* BEGIN Entries provided *

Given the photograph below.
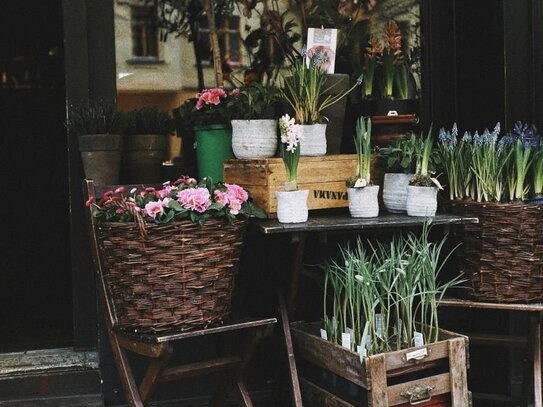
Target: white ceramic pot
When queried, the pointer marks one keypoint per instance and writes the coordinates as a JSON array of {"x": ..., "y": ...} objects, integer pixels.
[
  {"x": 292, "y": 206},
  {"x": 421, "y": 201},
  {"x": 254, "y": 138},
  {"x": 314, "y": 141},
  {"x": 363, "y": 202},
  {"x": 395, "y": 192}
]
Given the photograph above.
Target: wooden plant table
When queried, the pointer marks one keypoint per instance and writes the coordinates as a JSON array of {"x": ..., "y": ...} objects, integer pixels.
[{"x": 322, "y": 224}]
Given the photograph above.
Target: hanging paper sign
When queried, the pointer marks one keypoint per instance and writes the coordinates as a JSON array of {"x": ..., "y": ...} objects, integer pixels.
[{"x": 321, "y": 47}]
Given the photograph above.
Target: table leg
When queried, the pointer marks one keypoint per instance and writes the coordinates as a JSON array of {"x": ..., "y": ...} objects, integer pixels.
[
  {"x": 293, "y": 371},
  {"x": 538, "y": 398}
]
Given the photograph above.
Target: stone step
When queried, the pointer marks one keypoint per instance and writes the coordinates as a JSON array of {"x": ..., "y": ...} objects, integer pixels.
[{"x": 49, "y": 376}]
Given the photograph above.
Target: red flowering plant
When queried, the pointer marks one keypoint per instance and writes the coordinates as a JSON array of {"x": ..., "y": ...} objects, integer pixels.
[
  {"x": 210, "y": 106},
  {"x": 184, "y": 198}
]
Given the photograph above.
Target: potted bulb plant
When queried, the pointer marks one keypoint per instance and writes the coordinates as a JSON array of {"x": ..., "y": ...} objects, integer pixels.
[
  {"x": 291, "y": 202},
  {"x": 399, "y": 160},
  {"x": 422, "y": 189},
  {"x": 307, "y": 95},
  {"x": 362, "y": 196},
  {"x": 254, "y": 128},
  {"x": 98, "y": 127},
  {"x": 146, "y": 144}
]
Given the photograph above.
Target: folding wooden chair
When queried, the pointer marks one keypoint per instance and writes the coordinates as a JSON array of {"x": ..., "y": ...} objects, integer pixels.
[{"x": 158, "y": 347}]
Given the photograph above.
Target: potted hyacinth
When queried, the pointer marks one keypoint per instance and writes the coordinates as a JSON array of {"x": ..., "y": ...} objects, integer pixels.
[
  {"x": 254, "y": 127},
  {"x": 362, "y": 196},
  {"x": 307, "y": 94},
  {"x": 422, "y": 189},
  {"x": 204, "y": 120},
  {"x": 291, "y": 203},
  {"x": 494, "y": 177}
]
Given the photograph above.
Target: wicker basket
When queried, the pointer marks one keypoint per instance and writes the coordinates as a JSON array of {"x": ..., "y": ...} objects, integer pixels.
[
  {"x": 181, "y": 277},
  {"x": 503, "y": 254}
]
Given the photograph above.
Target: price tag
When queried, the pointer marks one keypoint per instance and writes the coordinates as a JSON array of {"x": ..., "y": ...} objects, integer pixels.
[
  {"x": 346, "y": 340},
  {"x": 324, "y": 334}
]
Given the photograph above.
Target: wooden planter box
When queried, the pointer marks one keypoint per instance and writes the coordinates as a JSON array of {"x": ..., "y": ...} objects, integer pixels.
[
  {"x": 443, "y": 372},
  {"x": 324, "y": 176}
]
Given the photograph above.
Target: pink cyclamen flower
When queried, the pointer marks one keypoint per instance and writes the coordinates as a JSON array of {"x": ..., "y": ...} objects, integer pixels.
[
  {"x": 196, "y": 199},
  {"x": 210, "y": 97},
  {"x": 154, "y": 209},
  {"x": 237, "y": 193},
  {"x": 221, "y": 197}
]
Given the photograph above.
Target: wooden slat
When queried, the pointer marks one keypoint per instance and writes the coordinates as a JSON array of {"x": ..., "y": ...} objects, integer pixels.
[
  {"x": 344, "y": 222},
  {"x": 436, "y": 351},
  {"x": 329, "y": 356},
  {"x": 440, "y": 385},
  {"x": 458, "y": 373},
  {"x": 199, "y": 368},
  {"x": 316, "y": 396},
  {"x": 377, "y": 378}
]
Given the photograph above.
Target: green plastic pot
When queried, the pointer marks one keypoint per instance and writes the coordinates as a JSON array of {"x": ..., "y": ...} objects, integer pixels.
[{"x": 213, "y": 146}]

* END Entries provided *

(Brief): Quote the material exactly. Pictures stay out.

(Task answer):
Given the photograph below.
Target: white ceramic pot
When queried, the pointer marks one keypoint per instance and writes the coordinates as a JSON array of {"x": ..., "y": ...} objects, integer pixels.
[
  {"x": 292, "y": 206},
  {"x": 421, "y": 201},
  {"x": 254, "y": 138},
  {"x": 314, "y": 141},
  {"x": 363, "y": 202},
  {"x": 395, "y": 192}
]
Given the photograph above.
Target: wooden plant table
When queried, the pointer marks one keypoint per instance and writes the coordinates as a JSON array of {"x": ..., "y": ...} objects, integer pixels.
[{"x": 322, "y": 224}]
Given the photograph above.
Target: hanging paper sign
When queried, the pointer marks one keypoint per instance and writes the coordinates as a JSON array of {"x": ..., "y": ...} objects, integer pixels.
[{"x": 321, "y": 47}]
Given the photograph above.
Target: table leg
When queried, the pointer marks one keypoint per instance and writes the coordinates as a JSON array of {"x": ..., "y": ...} objects, integer pixels.
[
  {"x": 293, "y": 371},
  {"x": 538, "y": 398}
]
Given the photograph above.
Target: stone step
When queried, the pointer marks one keypoint per instance and writes the coordinates as a JSON array of {"x": ..., "y": ...} objects, integer pixels.
[{"x": 49, "y": 376}]
Given the photograph above.
Target: red flowering plant
When queried, the pointer marks one keypoint per instance and writes the coordinates as a JSON array of {"x": ..., "y": ...} objects, integer pixels.
[
  {"x": 210, "y": 106},
  {"x": 184, "y": 198}
]
Given the photograph above.
Target: potted bulb plant
When queried, the pointer marks one keypoint per instance and writes the coordinates as a JSON array of {"x": ..., "y": ...} objects, integer pixels.
[
  {"x": 291, "y": 202},
  {"x": 399, "y": 160},
  {"x": 422, "y": 189},
  {"x": 307, "y": 95},
  {"x": 362, "y": 196},
  {"x": 254, "y": 128},
  {"x": 98, "y": 127},
  {"x": 146, "y": 144}
]
Given the photograph above.
Target: folding wooden chair
When queried, the pointer marks one keypoint per instance and writes the coordinates as a JSON array of {"x": ..., "y": ...} objects, integer pixels.
[{"x": 158, "y": 347}]
Given the photograph above.
Target: potted hyacinth
When queried, the pointer marks one keypoint per instance and writes the coordinates as a JSON array of {"x": ..., "y": ...} objects, integer pixels.
[
  {"x": 254, "y": 127},
  {"x": 362, "y": 196},
  {"x": 307, "y": 94},
  {"x": 422, "y": 189},
  {"x": 204, "y": 120},
  {"x": 291, "y": 203},
  {"x": 494, "y": 177}
]
Given the photograph above.
Target: wicker basket
When queried, the pointer marks one keypoint per instance and writes the coordinates as a JSON array of {"x": ..., "y": ...} objects, integer pixels.
[
  {"x": 181, "y": 277},
  {"x": 503, "y": 254}
]
Given the photograph above.
Target: price tag
When queried, the pointer marks one keypoint per instance and writes the coordinates as a JSON array of {"x": ..., "y": ...} objects, integer pixels.
[
  {"x": 346, "y": 340},
  {"x": 324, "y": 334}
]
Given the photograph above.
Target: wooden planter box
When queried, the pointer marks one keypoint per instance and writes the coordinates as a JSON array of {"x": ..., "y": ...} objects, integer pixels.
[
  {"x": 443, "y": 372},
  {"x": 324, "y": 176}
]
Given the photograph above.
Target: pink cyclamen flower
When queried, the pointer marks one keypoint per instance and writes the coordinates as a JSON array of {"x": ..., "y": ...} objects, integer pixels.
[
  {"x": 196, "y": 199},
  {"x": 210, "y": 97},
  {"x": 154, "y": 209},
  {"x": 237, "y": 193},
  {"x": 221, "y": 197}
]
Given the photograph above.
Target: wooden slat
When queried, the pointer marks one keypoint per instance and writes the coordinates as a JSON array of {"x": ..., "y": ...} objects, integer pixels.
[
  {"x": 344, "y": 222},
  {"x": 436, "y": 351},
  {"x": 329, "y": 356},
  {"x": 440, "y": 385},
  {"x": 458, "y": 373},
  {"x": 199, "y": 368},
  {"x": 316, "y": 396},
  {"x": 377, "y": 378}
]
Given the photograph above.
Target: green plastic pot
When queried, the pointer marks one keypoint per instance and writes the coordinates as a JSON array of {"x": ..., "y": ...} objects, integer pixels.
[{"x": 213, "y": 146}]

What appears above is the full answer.